(Excerpts of location labeling data)
#####

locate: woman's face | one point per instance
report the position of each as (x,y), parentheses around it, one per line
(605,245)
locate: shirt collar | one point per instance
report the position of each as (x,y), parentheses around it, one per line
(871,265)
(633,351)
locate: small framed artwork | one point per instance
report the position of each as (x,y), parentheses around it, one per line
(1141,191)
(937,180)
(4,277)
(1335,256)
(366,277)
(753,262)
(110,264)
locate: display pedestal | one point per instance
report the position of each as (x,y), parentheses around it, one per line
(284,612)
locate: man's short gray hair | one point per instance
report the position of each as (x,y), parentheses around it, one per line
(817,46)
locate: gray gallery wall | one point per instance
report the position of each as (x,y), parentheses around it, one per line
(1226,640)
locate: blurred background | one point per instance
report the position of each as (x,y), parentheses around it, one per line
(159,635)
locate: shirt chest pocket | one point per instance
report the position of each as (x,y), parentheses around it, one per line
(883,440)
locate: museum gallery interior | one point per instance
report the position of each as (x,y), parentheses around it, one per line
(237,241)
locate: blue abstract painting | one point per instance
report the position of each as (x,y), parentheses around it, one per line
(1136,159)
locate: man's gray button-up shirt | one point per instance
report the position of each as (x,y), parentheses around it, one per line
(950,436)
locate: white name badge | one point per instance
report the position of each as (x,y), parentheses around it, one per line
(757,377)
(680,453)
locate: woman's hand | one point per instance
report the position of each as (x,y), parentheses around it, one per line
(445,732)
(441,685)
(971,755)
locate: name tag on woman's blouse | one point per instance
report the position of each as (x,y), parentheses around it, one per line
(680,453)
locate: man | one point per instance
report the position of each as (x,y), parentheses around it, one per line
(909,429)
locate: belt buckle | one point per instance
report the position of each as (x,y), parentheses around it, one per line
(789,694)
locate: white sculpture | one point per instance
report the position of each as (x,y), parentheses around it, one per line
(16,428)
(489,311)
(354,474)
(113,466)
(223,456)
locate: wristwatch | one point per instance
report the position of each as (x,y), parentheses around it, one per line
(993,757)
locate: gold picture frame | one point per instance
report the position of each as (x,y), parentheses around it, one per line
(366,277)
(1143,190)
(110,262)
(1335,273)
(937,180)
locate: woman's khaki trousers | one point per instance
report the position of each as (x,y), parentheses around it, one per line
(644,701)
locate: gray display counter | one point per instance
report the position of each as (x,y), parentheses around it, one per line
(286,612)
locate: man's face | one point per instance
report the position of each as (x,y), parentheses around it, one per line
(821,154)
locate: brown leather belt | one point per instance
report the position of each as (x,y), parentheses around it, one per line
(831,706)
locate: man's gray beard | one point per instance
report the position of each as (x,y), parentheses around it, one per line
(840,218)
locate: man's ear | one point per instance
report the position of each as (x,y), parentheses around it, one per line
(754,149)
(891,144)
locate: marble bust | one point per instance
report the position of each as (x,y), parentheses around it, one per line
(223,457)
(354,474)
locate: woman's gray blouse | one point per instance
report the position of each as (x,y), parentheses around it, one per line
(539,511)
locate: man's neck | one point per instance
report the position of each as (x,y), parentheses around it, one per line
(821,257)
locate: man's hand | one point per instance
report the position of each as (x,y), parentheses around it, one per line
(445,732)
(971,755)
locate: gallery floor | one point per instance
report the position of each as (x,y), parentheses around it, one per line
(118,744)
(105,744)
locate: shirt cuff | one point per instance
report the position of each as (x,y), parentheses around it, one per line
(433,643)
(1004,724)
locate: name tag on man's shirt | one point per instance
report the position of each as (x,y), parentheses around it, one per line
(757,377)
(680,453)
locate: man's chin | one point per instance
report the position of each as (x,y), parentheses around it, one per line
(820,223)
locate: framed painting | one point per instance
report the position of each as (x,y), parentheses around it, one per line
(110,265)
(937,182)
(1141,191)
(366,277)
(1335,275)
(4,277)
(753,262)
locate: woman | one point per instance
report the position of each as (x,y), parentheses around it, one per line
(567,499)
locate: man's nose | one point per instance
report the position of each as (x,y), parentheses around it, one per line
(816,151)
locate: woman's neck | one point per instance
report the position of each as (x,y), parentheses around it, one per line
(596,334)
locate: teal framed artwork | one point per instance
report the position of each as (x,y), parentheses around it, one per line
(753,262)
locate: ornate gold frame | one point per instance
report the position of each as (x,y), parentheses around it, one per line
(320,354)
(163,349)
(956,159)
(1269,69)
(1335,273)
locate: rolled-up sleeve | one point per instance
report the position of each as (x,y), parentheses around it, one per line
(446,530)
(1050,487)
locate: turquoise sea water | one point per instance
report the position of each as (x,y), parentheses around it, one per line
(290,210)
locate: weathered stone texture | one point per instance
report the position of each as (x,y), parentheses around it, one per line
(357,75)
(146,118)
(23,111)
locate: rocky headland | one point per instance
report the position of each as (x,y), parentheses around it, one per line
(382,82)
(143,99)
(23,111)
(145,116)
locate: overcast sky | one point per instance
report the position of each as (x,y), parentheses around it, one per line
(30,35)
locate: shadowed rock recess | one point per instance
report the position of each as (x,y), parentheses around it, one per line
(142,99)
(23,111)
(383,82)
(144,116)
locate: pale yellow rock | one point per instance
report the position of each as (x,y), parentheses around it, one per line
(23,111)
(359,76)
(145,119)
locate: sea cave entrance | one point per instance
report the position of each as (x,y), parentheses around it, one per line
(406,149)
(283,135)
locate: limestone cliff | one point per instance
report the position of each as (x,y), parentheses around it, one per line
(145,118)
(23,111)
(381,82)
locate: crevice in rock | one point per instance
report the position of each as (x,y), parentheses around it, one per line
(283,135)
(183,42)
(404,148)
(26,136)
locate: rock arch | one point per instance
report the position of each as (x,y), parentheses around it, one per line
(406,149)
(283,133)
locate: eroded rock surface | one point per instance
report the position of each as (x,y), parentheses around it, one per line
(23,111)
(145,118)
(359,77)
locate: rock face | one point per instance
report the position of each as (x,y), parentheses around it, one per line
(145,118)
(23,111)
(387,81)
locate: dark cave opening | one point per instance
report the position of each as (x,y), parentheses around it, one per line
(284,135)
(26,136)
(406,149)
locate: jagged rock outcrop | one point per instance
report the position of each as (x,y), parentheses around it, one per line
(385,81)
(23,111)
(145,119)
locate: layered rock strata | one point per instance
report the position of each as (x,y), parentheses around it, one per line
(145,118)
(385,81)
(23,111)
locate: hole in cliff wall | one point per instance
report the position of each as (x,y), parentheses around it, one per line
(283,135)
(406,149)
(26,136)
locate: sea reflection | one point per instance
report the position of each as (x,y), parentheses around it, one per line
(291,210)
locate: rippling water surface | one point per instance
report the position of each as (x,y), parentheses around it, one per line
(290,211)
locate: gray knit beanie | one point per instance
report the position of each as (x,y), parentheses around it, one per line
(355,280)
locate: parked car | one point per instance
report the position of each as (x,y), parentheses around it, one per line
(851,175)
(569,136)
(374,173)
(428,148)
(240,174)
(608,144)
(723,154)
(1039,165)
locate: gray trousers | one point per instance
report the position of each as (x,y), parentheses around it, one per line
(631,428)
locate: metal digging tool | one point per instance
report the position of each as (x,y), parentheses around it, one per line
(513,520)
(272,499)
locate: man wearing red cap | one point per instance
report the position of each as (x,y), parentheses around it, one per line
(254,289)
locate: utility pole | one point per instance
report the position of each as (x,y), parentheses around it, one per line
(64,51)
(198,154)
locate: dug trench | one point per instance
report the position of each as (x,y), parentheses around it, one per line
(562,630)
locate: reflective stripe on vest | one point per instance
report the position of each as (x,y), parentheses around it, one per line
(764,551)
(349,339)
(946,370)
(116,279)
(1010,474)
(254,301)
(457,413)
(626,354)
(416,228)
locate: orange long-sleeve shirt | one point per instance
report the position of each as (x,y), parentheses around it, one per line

#####

Give the entries once more, exactly as they appear.

* Result of this task *
locate: woman's face | one point per instance
report the position of each as (x,y), parentheses around it, one per line
(605,245)
locate: shirt collar | one point per instance
report the position of each as (x,y), parentheses around it, one per line
(871,265)
(633,351)
locate: small framed artwork | one point per instance
report the position of each as (x,y), parentheses around it, one per line
(1141,191)
(937,180)
(4,277)
(1335,256)
(366,277)
(753,262)
(110,264)
locate: display pedestal | one point per instance
report the position of each as (x,y), parentheses around it, one per line
(284,612)
locate: man's short gray hair | one point per instance
report the position of each as (x,y), parentheses around it, one per line
(817,46)
locate: gray gallery wall | one point per instance
report the position of each as (x,y), parentheses around it, one per line
(1226,640)
locate: blurred background | one point per instance
report the position of each as (x,y), parentheses around it, one per line
(159,635)
locate: shirt chest pocket | one point per instance
report the position of each as (x,y), parentheses around it, one per line
(883,440)
locate: museum gallery interior | one point per instance
report the position of each as (x,y), parentheses around it, one per line
(237,241)
locate: blue abstract painting | one point per instance
report the position of each as (x,y), parentheses around it, one per line
(1136,159)
locate: man's gray button-up shirt | one point per instance
report the position of each as (x,y), parentheses around it, one per line
(950,436)
locate: white name badge | one point per instance
report the position of each as (x,y), parentheses around it, one per line
(757,377)
(680,453)
locate: woman's hand | one point per instance
report the position of each as (x,y), parentheses around it, one per line
(445,732)
(441,685)
(971,755)
locate: name tag on woman's blouse | one point per instance
report the position of each as (x,y), parentheses around it, one per line
(680,453)
locate: man | one point per instance
report the position of each as (x,y), parentheses around it, one per line
(909,429)
locate: belt buckle | one point per instance
report the position of each as (x,y), parentheses around it, one per line
(789,694)
locate: white sculpture | one point per instance
report the position of each as (x,y), parentheses around it, one per line
(16,428)
(489,311)
(354,474)
(113,466)
(223,456)
locate: wristwatch | one point per instance
report the position of each as (x,y), parentheses around it, one per line
(993,757)
locate: gold picture frame | one point per instance
report the position of each as (x,y), parentheses around it, one per line
(366,277)
(1143,190)
(110,262)
(1335,273)
(937,180)
locate: woman's khaki trousers | one point per instance
report the position of each as (x,y), parentheses around it, one per line
(644,701)
locate: gray display counter | one point per instance
report the position of each as (x,y), parentheses around it, one per line
(286,612)
locate: man's face | one point per instance
report the position of each as (x,y), parentheses around it, one per line
(821,154)
locate: brown leather belt | one point per instance
report the position of each as (x,y), parentheses around it, one per line
(831,706)
locate: man's gray beard | one point per instance
report the position of each as (x,y), parentheses around it, one per line
(840,218)
locate: man's ear | one point per instance
report the position of each as (x,y), parentheses around it, one per line
(754,149)
(891,144)
locate: marble bust | one point per instance
report the position of each as (x,y), parentheses around it, one per line
(223,457)
(354,474)
locate: woman's gray blouse | one point per instance
report the position of each as (x,y), parentheses around it, one per line
(539,511)
locate: man's neck | one point per instance
report the position of each as (x,y), parentheses around it, one per line
(821,257)
locate: man's hand | one point per instance
report the position of each as (x,y), parentheses around it, one per line
(445,732)
(971,755)
locate: gallery floor | one point per instance
report the position of each as (x,y), parentheses around it, one per line
(118,744)
(105,744)
locate: shirt cuff | one point per instance
report the position of each as (x,y), parentheses around it, one per line
(433,643)
(1004,724)
locate: name tag on man's shirt | one point per instance
report the position of each as (x,y), parentheses around it, one per line
(757,377)
(680,453)
locate: man's chin | one point per instance
report the position of each as (x,y), parentheses around it, one per line
(820,223)
locate: framed painting | one point per instance
report the position of each as (x,y), parentheses around it, one per line
(110,265)
(937,182)
(1141,191)
(366,277)
(1335,275)
(4,277)
(753,262)
locate: woman | one point per instance
report the position of each as (x,y), parentheses around it, one per line
(567,499)
locate: man's nose | one point per instance
report the position of each as (x,y), parentheses around it, one per line
(816,151)
locate: woman's neck | one point per instance
report the position of each as (x,y), parentheses around it, one per line
(596,334)
locate: teal framed artwork | one point per instance
report the position of each as (x,y), parentheses around it, one per line
(753,262)
locate: ornate gold frame | one point per instance
report the position of each as (x,y), parentheses around it, one per line
(320,354)
(163,349)
(956,159)
(1269,69)
(1335,273)
locate: rolled-up sleeve | one point per instance
report the position of each as (x,y), parentheses around it, one per line
(446,530)
(1050,487)
locate: turquoise sea water | one point per instance
report the position of each as (x,y), parentheses around it, one per line
(290,210)
locate: weathered stone texture | one point per instance
report the position of each as (x,y), parentheses around it, one per line
(357,75)
(146,118)
(23,111)
locate: rocky headland | one point per instance
report the position of each as (x,y), parentheses around it, one per line
(382,82)
(143,99)
(23,111)
(145,116)
locate: overcast sky | one point per instance
report the position of each as (x,y), parentheses around it, one per line
(30,35)
locate: shadowed rock recess | one point per instance
report the position of each as (x,y), parentheses around it, one per line
(142,99)
(23,111)
(383,82)
(144,116)
locate: pale yellow rock | one point per instance
report the position of each as (x,y), parentheses around it, one per line
(23,111)
(359,76)
(145,119)
locate: sea cave entrance | one point per instance
report the position of each as (x,y), parentheses around it, one per line
(406,149)
(283,135)
locate: limestone cliff | one point per instance
report the position of each as (x,y), parentheses around it, one per line
(145,118)
(23,111)
(381,82)
locate: crevice in rock | one point per instance
report the position of each as (x,y), parentheses around it, one per line
(283,135)
(183,42)
(404,148)
(26,136)
locate: rock arch | one point per instance
report the position of each as (x,y), parentheses around it, one per line
(406,149)
(283,133)
locate: eroded rock surface | one point per instance
report the position of each as (x,y), parentheses around it, one per line
(23,111)
(145,118)
(359,77)
locate: rock face | one point per instance
report the position of each as (x,y), parentheses around it, one per line
(145,118)
(23,111)
(387,81)
locate: dark cave opening | one point per instance
report the position of each as (x,y), parentheses around it, one per line
(284,135)
(26,136)
(406,149)
locate: jagged rock outcrop | one point per instance
report the position of each as (x,y), parentheses around it, one per line
(385,81)
(23,111)
(145,119)
locate: layered rock strata | one point per instance
report the position of each as (x,y), parentheses around it, one per line
(145,118)
(385,81)
(23,111)
locate: hole in cliff wall | one point per instance
report the position of each as (x,y), parentheses around it, one per line
(283,135)
(406,149)
(26,136)
locate: sea reflection | one point per instance
report the position of each as (x,y), parentheses around it, one per line
(291,210)
locate: rippling water surface | one point per instance
report the position of each as (x,y), parentheses around it, one per line
(290,211)
locate: gray knit beanie | one point per instance
report the position of each as (x,y), parentheses around it, one per line
(355,280)
locate: parked car | one point per instance
report the position of each as (x,y), parentheses around it, one per line
(851,175)
(569,136)
(374,173)
(428,148)
(240,174)
(608,144)
(723,154)
(1039,165)
locate: gray trousers | one point per instance
report the position of each as (x,y), parentheses around it, one per line
(631,428)
locate: metal digging tool | one point per instance
report the position of each as (x,y), parentheses around it, one per line
(513,520)
(272,499)
locate: man wearing red cap | one point per instance
report the position of each as (x,y), parentheses around it, one per line
(254,289)
locate: utility pole | one point per instance
report the position of each as (x,y), parentheses around it, one per line
(64,51)
(198,154)
locate: dug trench | one point per instance
report the position of each as (x,y), parentheses around it, one per line
(562,630)
locate: reflective stripe on vest | one point per instance
report the position of each as (x,y), parentheses around it, one per line
(764,551)
(349,339)
(946,370)
(116,279)
(1010,474)
(254,301)
(457,413)
(626,354)
(416,228)
locate: orange long-sleeve shirt | one point per instance
report the position of each as (x,y), parentheses around it, one per line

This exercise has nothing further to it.